(EXERCISE AIM): Where an entry below contains an image, skip the image and copy the rest exactly.

(RAW DATA):
════════════════════

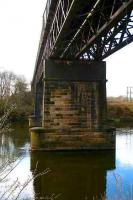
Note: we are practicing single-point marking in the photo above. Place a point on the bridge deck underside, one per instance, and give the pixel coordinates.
(88, 30)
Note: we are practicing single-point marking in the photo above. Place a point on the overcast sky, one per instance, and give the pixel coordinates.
(20, 28)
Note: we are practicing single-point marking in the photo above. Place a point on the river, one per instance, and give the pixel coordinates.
(65, 175)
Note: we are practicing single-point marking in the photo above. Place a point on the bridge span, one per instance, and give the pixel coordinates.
(69, 80)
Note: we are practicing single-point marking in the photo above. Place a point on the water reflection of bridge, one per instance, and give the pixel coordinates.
(73, 175)
(69, 80)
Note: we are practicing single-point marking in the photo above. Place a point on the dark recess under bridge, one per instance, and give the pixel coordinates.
(84, 30)
(69, 80)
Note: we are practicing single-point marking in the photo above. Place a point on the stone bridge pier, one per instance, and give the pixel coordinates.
(71, 101)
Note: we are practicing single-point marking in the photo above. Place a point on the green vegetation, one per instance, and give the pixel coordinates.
(120, 112)
(14, 92)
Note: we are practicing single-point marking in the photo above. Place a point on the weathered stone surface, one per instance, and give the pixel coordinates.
(74, 108)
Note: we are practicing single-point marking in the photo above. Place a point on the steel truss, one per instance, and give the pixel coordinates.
(107, 27)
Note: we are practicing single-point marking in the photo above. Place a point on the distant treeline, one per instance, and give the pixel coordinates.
(120, 112)
(14, 91)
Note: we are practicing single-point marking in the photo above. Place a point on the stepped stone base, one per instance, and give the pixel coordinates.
(42, 139)
(73, 107)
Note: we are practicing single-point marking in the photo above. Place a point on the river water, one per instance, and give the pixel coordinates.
(65, 175)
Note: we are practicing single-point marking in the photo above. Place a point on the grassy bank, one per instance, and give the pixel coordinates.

════════════════════

(COMPLETED TASK):
Note: we are practicing single-point marking in the photo above. Place a point on the bridge deck underside, one per instance, and give the pixel coordinates.
(88, 30)
Note: we are practicing single-point marking in the photo above. Place a point on the overcast sky, one per instance, and give the pixel coordinates.
(20, 28)
Note: we are practicing single-point marking in the photo above. Place a point on the river, one per instance, and give the pixel coordinates.
(65, 175)
Note: we are practicing single-point marking in the photo above. Place a point on the bridge span, one per instance, and give the pixel coordinates.
(69, 80)
Note: we are practicing single-point marking in the photo above. Place a point on the water reflection of bridge, one per instance, and give the pixel coordinates.
(73, 175)
(69, 80)
Note: we are practicing single-point marking in the photo above. Place a point on the dark recess under bridge, one per instance, and give the pixel coordinates.
(84, 30)
(69, 80)
Note: we are practicing single-point marking in the photo above. Place a point on the stone bridge pier, one per instance, and give the pixel coordinates.
(71, 101)
Note: we are practicing single-point marking in the photo above. Place a point on the green vegetation, one per instance, and give the pixel coordinates.
(120, 112)
(14, 92)
Note: we are practicing single-point marking in the photo above. Place a point on the weathered stone surface, one per instance, and give the pixel coordinates.
(74, 108)
Note: we are practicing single-point marking in the photo above. Place a point on the steel truss, one per instance, and give the pixel coordinates.
(107, 27)
Note: we are practicing single-point marking in the photo above. Place a point on the distant treeline, one per instance, and give the pixel coordinates.
(120, 112)
(14, 91)
Note: we are practicing single-point marking in the photo above. Place a point on the stepped stone base, one per instance, and give the pixel coordinates.
(42, 139)
(73, 107)
Note: we are practicing single-point marking in the photo above. Place a point on the river water, one per instance, and give the pixel coordinates.
(65, 175)
Note: we are practicing single-point marking in the photo above. Place a point on the grassy bank, one per instance, and give the pixel coordinates.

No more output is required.